#### YOUR TASK
Pick up the mailing-list discussion of Perl constants below and keep writing it from its final line.

#### PASSAGE TO READ
================================
On Thu, 1 Nov 2001, Garrett Goebel wrote:

> On Wed, 31 Oct 2001, David Nesting wrote:
> > On Tue, Oct 30, 2001 at 09:37:39AM -0500, Aaron Sherman wrote:
> > : Yep, but in Perl5, this was never very clean or obvious to the
> > : casual programmer. Constants have been coming of age in Perl,
> > : and they're kind of scary if they're not constant.
> >
> > On one hand, one might say that a developer changing a constant's
> > binding in order to change its value is probably doing so because he
> > knows what he's doing.  As I understand things, constants are really
> > just read-only variables.  Do we necessarily want to make a special
> > case out of them and make the variable read-only as well as locking
> > down the symbol itself against re-binding?
================================
Stored items:

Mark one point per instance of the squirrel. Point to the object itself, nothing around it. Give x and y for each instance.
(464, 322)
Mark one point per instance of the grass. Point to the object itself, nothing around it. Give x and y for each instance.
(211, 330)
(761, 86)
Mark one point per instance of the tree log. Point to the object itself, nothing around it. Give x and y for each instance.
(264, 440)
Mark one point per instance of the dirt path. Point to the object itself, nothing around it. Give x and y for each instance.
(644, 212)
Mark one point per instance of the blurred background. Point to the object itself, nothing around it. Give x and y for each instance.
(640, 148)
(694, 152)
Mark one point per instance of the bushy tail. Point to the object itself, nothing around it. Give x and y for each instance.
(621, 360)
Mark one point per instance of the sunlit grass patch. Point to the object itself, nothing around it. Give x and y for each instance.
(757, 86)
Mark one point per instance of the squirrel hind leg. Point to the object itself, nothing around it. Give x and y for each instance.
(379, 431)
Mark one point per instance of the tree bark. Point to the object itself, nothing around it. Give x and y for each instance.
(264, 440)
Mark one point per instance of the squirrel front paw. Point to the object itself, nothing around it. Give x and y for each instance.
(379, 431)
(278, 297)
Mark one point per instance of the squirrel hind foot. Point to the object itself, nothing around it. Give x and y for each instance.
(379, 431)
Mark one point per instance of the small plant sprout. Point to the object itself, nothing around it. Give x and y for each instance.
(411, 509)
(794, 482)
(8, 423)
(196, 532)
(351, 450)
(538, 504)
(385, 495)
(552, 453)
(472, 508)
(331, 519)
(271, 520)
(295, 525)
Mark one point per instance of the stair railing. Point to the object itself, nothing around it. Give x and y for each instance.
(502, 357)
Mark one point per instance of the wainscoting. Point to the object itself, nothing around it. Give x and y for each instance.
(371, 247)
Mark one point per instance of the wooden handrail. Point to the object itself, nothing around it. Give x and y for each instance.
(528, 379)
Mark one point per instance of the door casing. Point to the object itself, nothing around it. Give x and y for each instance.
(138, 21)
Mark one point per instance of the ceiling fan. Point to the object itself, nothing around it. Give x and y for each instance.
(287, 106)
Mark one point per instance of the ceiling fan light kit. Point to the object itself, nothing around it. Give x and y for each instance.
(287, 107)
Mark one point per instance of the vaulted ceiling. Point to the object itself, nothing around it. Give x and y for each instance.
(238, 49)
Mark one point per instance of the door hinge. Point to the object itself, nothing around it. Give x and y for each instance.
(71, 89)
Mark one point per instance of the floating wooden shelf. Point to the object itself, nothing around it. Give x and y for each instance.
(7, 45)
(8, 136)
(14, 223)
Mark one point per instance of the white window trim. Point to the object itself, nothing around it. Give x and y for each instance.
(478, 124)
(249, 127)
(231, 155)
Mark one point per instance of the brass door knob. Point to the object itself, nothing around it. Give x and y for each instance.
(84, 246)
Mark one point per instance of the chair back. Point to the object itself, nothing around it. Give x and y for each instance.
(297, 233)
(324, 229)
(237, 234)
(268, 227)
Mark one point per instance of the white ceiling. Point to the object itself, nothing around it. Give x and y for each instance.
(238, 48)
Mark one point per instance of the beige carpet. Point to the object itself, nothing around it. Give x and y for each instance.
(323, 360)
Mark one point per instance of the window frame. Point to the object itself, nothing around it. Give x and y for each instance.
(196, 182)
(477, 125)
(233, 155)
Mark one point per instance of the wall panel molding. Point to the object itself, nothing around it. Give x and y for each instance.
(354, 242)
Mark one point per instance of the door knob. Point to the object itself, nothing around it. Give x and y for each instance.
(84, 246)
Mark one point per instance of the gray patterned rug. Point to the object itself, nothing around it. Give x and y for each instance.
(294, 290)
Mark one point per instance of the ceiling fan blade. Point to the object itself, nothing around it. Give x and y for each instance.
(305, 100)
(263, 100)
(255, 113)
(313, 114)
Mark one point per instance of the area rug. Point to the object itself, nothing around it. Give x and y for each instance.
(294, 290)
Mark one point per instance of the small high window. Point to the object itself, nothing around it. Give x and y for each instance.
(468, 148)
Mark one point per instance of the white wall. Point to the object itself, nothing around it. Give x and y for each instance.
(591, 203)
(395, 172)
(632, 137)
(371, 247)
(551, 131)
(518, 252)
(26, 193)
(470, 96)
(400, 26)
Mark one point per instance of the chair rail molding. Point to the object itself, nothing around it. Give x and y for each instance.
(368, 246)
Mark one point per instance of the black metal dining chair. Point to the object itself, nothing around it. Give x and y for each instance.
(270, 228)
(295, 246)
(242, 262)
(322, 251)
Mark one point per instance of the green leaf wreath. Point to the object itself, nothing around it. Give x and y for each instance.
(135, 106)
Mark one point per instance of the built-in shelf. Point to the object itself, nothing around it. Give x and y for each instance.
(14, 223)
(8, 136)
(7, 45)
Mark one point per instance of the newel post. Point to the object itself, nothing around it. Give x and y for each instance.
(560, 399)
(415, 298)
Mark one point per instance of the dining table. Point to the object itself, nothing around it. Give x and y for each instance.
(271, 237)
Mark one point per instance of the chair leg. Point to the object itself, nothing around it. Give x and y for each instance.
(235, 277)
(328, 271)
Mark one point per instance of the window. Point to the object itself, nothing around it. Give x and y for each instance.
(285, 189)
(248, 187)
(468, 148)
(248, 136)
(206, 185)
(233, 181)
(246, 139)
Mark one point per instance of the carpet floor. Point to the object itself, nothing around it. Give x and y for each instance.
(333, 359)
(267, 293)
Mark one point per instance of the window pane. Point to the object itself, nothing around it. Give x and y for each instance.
================================
#### TASK RESULT
>
> One can always turn that argument around, and say that the developer
> may want to lock down both the variable's binding and the bound
> value... because he wants to depend on it (always) doing what he wants
> it to do. What are we going to have for variable bindings?

A developer shouldn't need to lock down that binding at least for
lexically scoped vars, because what matters is the value in this case.
And as for global constants, what about:

sub MY_CONSTANT () { 1234; }

Using variables for constants in this sense seems weird to me. :-)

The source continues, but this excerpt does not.